Items listed in a dataset

────────────────────────────────────────

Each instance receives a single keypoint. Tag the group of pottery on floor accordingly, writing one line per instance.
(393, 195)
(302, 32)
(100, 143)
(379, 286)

────────────────────────────────────────

What this task involves: The lines above should be duplicated exactly.

Problem solution:
Each instance receives a single keypoint. Tag the group of pottery on floor accordingly, writing one line per instance.
(393, 195)
(302, 32)
(100, 143)
(379, 286)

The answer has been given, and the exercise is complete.